● **The input**:
______________________________
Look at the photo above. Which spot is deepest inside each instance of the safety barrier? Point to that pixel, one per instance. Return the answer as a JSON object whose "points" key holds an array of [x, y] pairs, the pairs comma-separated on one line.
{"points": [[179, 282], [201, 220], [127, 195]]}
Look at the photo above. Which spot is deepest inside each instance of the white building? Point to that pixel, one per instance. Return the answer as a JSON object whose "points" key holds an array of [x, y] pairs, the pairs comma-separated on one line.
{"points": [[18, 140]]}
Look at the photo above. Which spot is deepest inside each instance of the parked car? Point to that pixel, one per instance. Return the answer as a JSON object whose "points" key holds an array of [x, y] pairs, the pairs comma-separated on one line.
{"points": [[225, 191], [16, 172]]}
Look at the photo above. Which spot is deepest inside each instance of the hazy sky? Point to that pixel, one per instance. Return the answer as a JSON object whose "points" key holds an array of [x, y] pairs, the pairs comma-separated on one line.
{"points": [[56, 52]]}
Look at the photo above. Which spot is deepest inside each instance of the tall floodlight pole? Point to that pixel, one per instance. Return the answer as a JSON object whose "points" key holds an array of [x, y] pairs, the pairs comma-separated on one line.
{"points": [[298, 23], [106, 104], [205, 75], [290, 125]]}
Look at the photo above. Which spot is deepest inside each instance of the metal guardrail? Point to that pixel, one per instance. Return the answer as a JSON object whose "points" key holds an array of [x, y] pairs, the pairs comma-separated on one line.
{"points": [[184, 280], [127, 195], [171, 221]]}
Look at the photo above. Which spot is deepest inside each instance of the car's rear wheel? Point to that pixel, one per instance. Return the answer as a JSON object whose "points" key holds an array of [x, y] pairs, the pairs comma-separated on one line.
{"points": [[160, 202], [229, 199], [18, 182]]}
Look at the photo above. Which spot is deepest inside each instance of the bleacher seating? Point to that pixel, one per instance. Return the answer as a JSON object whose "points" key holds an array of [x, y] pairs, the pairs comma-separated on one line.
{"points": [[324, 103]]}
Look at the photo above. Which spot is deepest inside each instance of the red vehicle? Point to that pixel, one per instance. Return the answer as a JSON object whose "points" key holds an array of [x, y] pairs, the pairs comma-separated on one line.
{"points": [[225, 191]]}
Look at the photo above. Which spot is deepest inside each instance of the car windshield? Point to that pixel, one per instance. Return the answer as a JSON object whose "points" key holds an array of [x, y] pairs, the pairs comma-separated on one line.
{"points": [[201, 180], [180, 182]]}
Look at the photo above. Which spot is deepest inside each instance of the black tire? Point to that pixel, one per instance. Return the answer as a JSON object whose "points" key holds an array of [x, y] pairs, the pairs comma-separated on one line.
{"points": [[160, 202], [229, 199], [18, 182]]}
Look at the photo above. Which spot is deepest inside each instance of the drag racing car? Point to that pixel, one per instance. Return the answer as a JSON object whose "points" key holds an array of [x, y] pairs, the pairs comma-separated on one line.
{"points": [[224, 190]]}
______________________________
The answer must be the line containing "of the black" and every line after it through the end of the records, repeated exactly.

Look at the photo above. Which spot is deepest inside each instance of the black tire? Point to that pixel, one per instance. Return the answer as a JSON object whose "points" key holds an array of [x, y] pairs, the pairs comma-separated on one line.
{"points": [[160, 202], [229, 199], [18, 182]]}
Look at the photo above. Which spot is deepest inside each instance of the drag racing car? Point to that pixel, one per instance. Return the answer as a JSON object whose "points" key holds an array of [x, y] pairs, the pairs comma-separated on one line.
{"points": [[224, 190]]}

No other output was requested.